— Aim of the exercise —
Reproduce the records below, substituting "Points" for every occurrence of "Markers" and leaving everything else unchanged.

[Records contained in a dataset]
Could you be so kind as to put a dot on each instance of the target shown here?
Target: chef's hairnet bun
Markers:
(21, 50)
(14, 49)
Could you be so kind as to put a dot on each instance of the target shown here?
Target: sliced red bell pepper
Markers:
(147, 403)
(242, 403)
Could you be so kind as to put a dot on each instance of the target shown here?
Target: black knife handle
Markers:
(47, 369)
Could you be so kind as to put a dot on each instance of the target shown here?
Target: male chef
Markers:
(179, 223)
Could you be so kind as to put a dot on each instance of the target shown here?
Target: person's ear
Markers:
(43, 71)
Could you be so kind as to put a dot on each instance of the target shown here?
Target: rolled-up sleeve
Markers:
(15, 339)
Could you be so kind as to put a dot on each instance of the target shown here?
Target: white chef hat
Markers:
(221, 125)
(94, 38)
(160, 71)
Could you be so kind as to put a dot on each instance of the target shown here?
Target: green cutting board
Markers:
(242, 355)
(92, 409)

— Response below —
Could you be so kind as to put a dot on each instance of the target shown here?
Target: chef's hairnet bun
Points:
(21, 50)
(14, 49)
Could you be so kind as to put a dot on each instance of the target shown here?
Target: sliced red bell pepper
Points:
(147, 403)
(242, 403)
Could you be so kind as to put a dot on each instance of the target shown here?
Target: black knife handle
Points:
(47, 369)
Could you be so kind as to put a dot on each instance of the target shown here?
Target: male chef
Points:
(179, 223)
Could you be so kind as to put a dot on each instance of the target shown here?
Target: person's ear
Points:
(43, 71)
Could you be so kind as to put a dot on each instance of the target shown here?
Target: rolled-up sleeve
Points:
(15, 339)
Could you be so kind as to put a dot on each instance of the target shown here?
Target: white chef hat
Points:
(221, 125)
(94, 38)
(160, 71)
Could you be so kind as to put a dot on each instance of the target shown here?
Target: green cutting board
Points:
(242, 355)
(92, 409)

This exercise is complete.